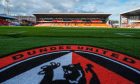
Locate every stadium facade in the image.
[120,8,140,28]
[34,13,111,27]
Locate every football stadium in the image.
[0,0,140,84]
[34,13,111,27]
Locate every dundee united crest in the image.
[0,45,140,84]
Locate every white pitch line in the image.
[7,31,27,35]
[115,33,134,36]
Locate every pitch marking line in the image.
[115,33,134,36]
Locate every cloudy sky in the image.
[0,0,140,19]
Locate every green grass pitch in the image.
[0,27,140,59]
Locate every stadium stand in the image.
[34,13,111,27]
[120,8,140,28]
[0,14,15,26]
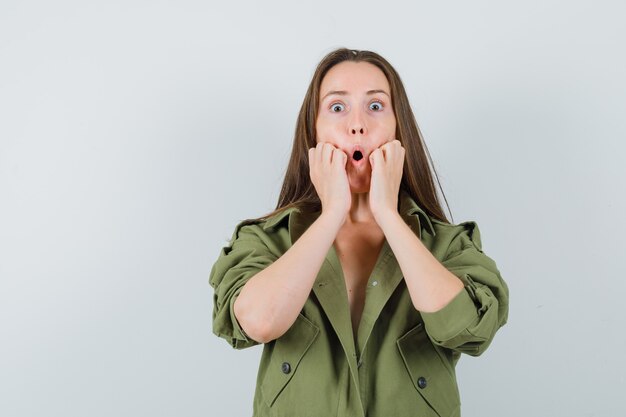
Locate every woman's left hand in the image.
[369,139,405,224]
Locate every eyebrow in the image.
[322,90,389,101]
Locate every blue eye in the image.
[370,101,383,111]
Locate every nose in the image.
[349,112,367,136]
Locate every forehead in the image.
[320,61,389,97]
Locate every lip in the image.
[348,145,368,168]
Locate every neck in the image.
[346,192,376,225]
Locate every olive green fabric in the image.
[209,191,508,417]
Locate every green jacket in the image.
[209,191,509,417]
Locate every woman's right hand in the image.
[309,142,352,223]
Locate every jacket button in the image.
[281,362,291,374]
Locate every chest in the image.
[334,227,385,336]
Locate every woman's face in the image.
[315,61,396,193]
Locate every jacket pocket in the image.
[261,313,320,407]
[396,323,461,417]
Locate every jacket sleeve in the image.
[421,221,509,356]
[209,221,276,349]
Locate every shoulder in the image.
[222,209,293,252]
[430,218,483,253]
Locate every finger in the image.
[322,142,335,166]
[370,149,384,168]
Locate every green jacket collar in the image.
[263,190,435,244]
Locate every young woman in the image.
[209,48,508,417]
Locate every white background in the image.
[0,0,626,417]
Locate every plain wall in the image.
[0,0,626,417]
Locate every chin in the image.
[350,178,370,194]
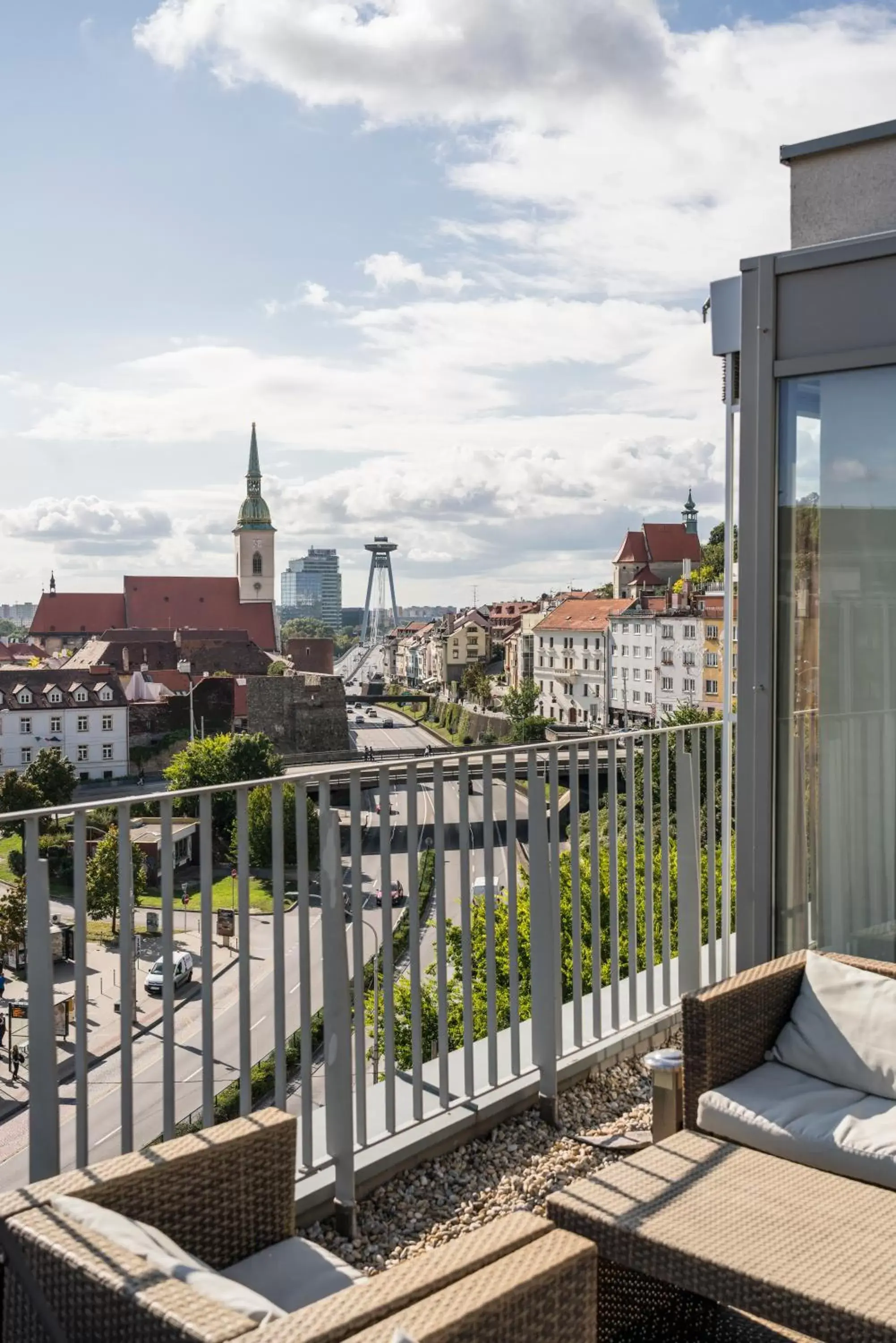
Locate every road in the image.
[0,650,525,1189]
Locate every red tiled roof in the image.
[642,522,701,564]
[28,592,125,638]
[535,596,631,634]
[613,532,650,564]
[124,575,275,650]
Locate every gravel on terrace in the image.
[305,1037,677,1275]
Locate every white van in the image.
[144,951,193,994]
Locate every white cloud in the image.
[363,252,473,294]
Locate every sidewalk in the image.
[0,909,246,1123]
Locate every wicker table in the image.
[548,1131,896,1343]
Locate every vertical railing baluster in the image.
[642,736,656,1017]
[24,817,59,1182]
[705,724,719,984]
[117,803,136,1152]
[505,751,520,1077]
[71,811,90,1167]
[626,735,638,1021]
[348,770,365,1147]
[607,737,619,1030]
[482,755,499,1086]
[270,783,286,1109]
[660,732,672,1007]
[528,751,560,1124]
[589,741,603,1039]
[236,787,252,1115]
[321,782,356,1238]
[158,798,175,1140]
[379,764,395,1133]
[432,760,450,1109]
[295,783,314,1170]
[676,728,700,995]
[570,744,583,1049]
[457,756,476,1097]
[407,764,423,1123]
[199,792,215,1128]
[548,748,563,1057]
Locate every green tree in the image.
[240,783,320,870]
[0,877,28,950]
[164,732,283,845]
[86,826,146,937]
[501,677,539,741]
[24,747,78,807]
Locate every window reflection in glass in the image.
[775,368,896,960]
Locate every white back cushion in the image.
[766,951,896,1100]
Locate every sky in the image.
[0,0,896,604]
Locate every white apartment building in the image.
[610,610,704,727]
[0,669,129,782]
[532,598,629,727]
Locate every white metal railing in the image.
[0,721,734,1206]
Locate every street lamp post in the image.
[177,659,193,743]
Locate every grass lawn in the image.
[0,835,21,881]
[140,876,274,913]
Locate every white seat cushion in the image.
[697,1064,896,1189]
[50,1194,286,1326]
[222,1236,367,1313]
[766,951,896,1100]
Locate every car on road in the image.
[376,881,404,905]
[144,951,193,994]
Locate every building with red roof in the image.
[613,490,703,598]
[30,424,277,654]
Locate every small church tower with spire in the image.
[234,423,275,603]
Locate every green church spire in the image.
[236,420,274,532]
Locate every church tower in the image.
[234,423,275,603]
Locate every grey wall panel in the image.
[777,255,896,359]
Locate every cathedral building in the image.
[30,424,278,654]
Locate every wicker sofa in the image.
[0,1111,597,1343]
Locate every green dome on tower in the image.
[236,422,274,532]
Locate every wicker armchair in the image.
[0,1109,597,1343]
[681,951,896,1128]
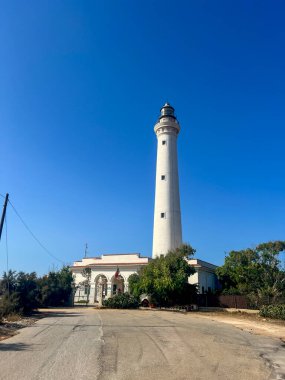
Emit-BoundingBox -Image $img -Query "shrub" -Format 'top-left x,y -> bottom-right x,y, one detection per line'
259,304 -> 285,320
103,293 -> 139,309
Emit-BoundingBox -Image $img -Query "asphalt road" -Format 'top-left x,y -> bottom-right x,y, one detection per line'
☆ ☆ ☆
» **OBJECTIVE**
Render all of the lines above as a Markdown table with two columns, Row and Line, giving each row a number and omitting blank lines. Leave the pictures out of the table.

» **THE ANSWER**
| Row | Line |
|---|---|
| 1 | Locate every stadium facade in the image. |
| 2 | [120,8,140,28] |
| 3 | [34,13,111,27] |
| 4 | Locate every football stadium in the image. |
| 5 | [0,0,140,84] |
| 6 | [34,13,111,27] |
| 7 | Locate every dundee united crest in the image. |
| 8 | [0,45,140,84] |
| 9 | Locate every white pitch line in the image. |
| 10 | [7,31,27,35] |
| 11 | [115,33,134,36] |
| 12 | Locate every pitch marking line in the image. |
| 13 | [115,33,134,36] |
| 14 | Locate every cloudy sky in the image. |
| 15 | [0,0,140,19] |
| 16 | Locate every green grass pitch in the image. |
| 17 | [0,27,140,59] |
| 18 | Locate every stadium stand in the image. |
| 19 | [34,13,111,27] |
| 20 | [120,8,140,28] |
| 21 | [0,14,15,26] |
| 22 | Locate every woman's left hand in the image. |
| 23 | [369,139,405,224] |
| 24 | Locate every eyebrow in the image. |
| 25 | [322,90,389,101] |
| 26 | Locate every blue eye in the image. |
| 27 | [370,101,383,111] |
| 28 | Locate every nose in the image. |
| 29 | [349,112,367,136] |
| 30 | Locate every forehead in the image. |
| 31 | [320,61,389,97] |
| 32 | Locate every lip in the image. |
| 33 | [348,145,368,168] |
| 34 | Locate every neck in the image. |
| 35 | [346,192,376,225] |
| 36 | Locate every olive green fabric in the image. |
| 37 | [209,191,508,417] |
| 38 | Locate every green jacket in the image. |
| 39 | [209,191,509,417] |
| 40 | Locate every woman's right hand in the image. |
| 41 | [309,142,352,223] |
| 42 | Locate every jacket button in the image. |
| 43 | [281,362,291,374] |
| 44 | Locate every chest in the image. |
| 45 | [334,227,385,336] |
| 46 | Locate every woman's face in the image. |
| 47 | [315,61,396,193] |
| 48 | Locate every jacket pocket in the image. |
| 49 | [261,313,320,407] |
| 50 | [396,323,461,417] |
| 51 | Locate every jacket sleeve in the image. |
| 52 | [421,221,509,356] |
| 53 | [209,221,276,349] |
| 54 | Locate every shoulder in the image. |
| 55 | [222,209,293,252] |
| 56 | [430,218,483,253] |
| 57 | Locate every finger in the image. |
| 58 | [322,142,335,166] |
| 59 | [370,149,384,168] |
| 60 | Locate every green jacket collar in the image. |
| 61 | [263,190,435,244] |
| 62 | Locate every young woman in the image. |
| 63 | [209,48,508,417] |
| 64 | Locate every white background in the image. |
| 65 | [0,0,626,417] |
| 66 | Locate every plain wall in the image. |
| 67 | [0,0,626,417] |
| 68 | Locate every chin in the image. |
| 69 | [350,178,370,194] |
| 70 | Locate every road in the image. |
| 71 | [0,650,525,1189] |
| 72 | Locate every red tiled roof in the image. |
| 73 | [642,522,701,564] |
| 74 | [28,592,125,638] |
| 75 | [535,596,631,634] |
| 76 | [613,532,650,564] |
| 77 | [124,575,275,650] |
| 78 | Locate every gravel on terrace in the image. |
| 79 | [305,1037,677,1275] |
| 80 | Locate every white van in the image. |
| 81 | [144,951,193,994] |
| 82 | Locate every white cloud in the image. |
| 83 | [363,252,473,294] |
| 84 | Locate every sidewalk in the image. |
| 85 | [0,909,246,1123] |
| 86 | Locate every wicker table in the image. |
| 87 | [548,1131,896,1343] |
| 88 | Locate every vertical railing baluster in the image. |
| 89 | [642,736,656,1017] |
| 90 | [24,817,59,1182] |
| 91 | [705,724,719,984] |
| 92 | [117,803,136,1152] |
| 93 | [505,751,520,1077] |
| 94 | [71,811,90,1167] |
| 95 | [626,735,638,1021] |
| 96 | [348,770,365,1147] |
| 97 | [607,737,619,1030] |
| 98 | [482,755,499,1086] |
| 99 | [270,783,286,1109] |
| 100 | [660,732,672,1007] |
| 101 | [528,751,560,1124] |
| 102 | [589,741,603,1039] |
| 103 | [236,787,252,1115] |
| 104 | [321,782,356,1238] |
| 105 | [158,798,175,1140] |
| 106 | [379,764,395,1133] |
| 107 | [432,760,450,1109] |
| 108 | [295,783,314,1170] |
| 109 | [676,728,700,995] |
| 110 | [570,744,583,1049] |
| 111 | [457,756,476,1097] |
| 112 | [407,764,423,1123] |
| 113 | [199,792,215,1128] |
| 114 | [548,748,563,1057] |
| 115 | Locate every green tree in the image. |
| 116 | [240,783,320,870] |
| 117 | [0,877,28,950] |
| 118 | [164,732,283,845] |
| 119 | [86,826,146,937] |
| 120 | [501,677,539,741] |
| 121 | [24,747,78,807] |
| 122 | Locate every window reflection in glass in the image. |
| 123 | [775,368,896,960] |
| 124 | Locate every white back cushion in the image. |
| 125 | [766,951,896,1100] |
| 126 | Locate every sky in the image. |
| 127 | [0,0,896,604] |
| 128 | Locate every white apartment building in the image. |
| 129 | [610,610,704,727] |
| 130 | [0,669,129,782] |
| 131 | [532,598,629,727] |
| 132 | Locate every white metal railing in the image. |
| 133 | [0,721,734,1206] |
| 134 | Locate every street lamp post in the image. |
| 135 | [177,659,193,743] |
| 136 | Locate every grass lawn in the image. |
| 137 | [0,835,21,881] |
| 138 | [140,876,274,913] |
| 139 | Locate every white seat cushion in the image. |
| 140 | [697,1064,896,1189] |
| 141 | [50,1194,286,1326] |
| 142 | [222,1236,367,1313] |
| 143 | [766,951,896,1100] |
| 144 | Locate every car on road in the image. |
| 145 | [376,881,404,905] |
| 146 | [144,951,193,994] |
| 147 | Locate every building with red roof in the image. |
| 148 | [613,490,703,598] |
| 149 | [30,424,277,654] |
| 150 | Locate every small church tower with spire in the image. |
| 151 | [234,423,275,603] |
| 152 | Locate every green church spire in the image. |
| 153 | [236,420,274,532] |
| 154 | Locate every church tower in the image. |
| 155 | [234,423,275,603] |
| 156 | Locate every grey wall panel in the image. |
| 157 | [777,255,896,359] |
| 158 | Locate every cathedral building in the image. |
| 159 | [30,424,278,654] |
| 160 | Locate every wicker sofa in the image. |
| 161 | [0,1111,597,1343] |
| 162 | Locate every green dome on tower in the image. |
| 163 | [236,422,274,532] |
| 164 | Locate every wicker armchair in the image. |
| 165 | [0,1109,597,1343] |
| 166 | [681,951,896,1128] |
| 167 | Emit-BoundingBox -Image $img -Query "shrub" -Format 'top-left x,y -> bottom-right x,y, one detection per line' |
| 168 | 259,304 -> 285,320 |
| 169 | 103,293 -> 139,309 |
| 170 | Emit-BoundingBox -Image $img -Query "asphalt road" -Format 'top-left x,y -> bottom-right x,y, one detection per line' |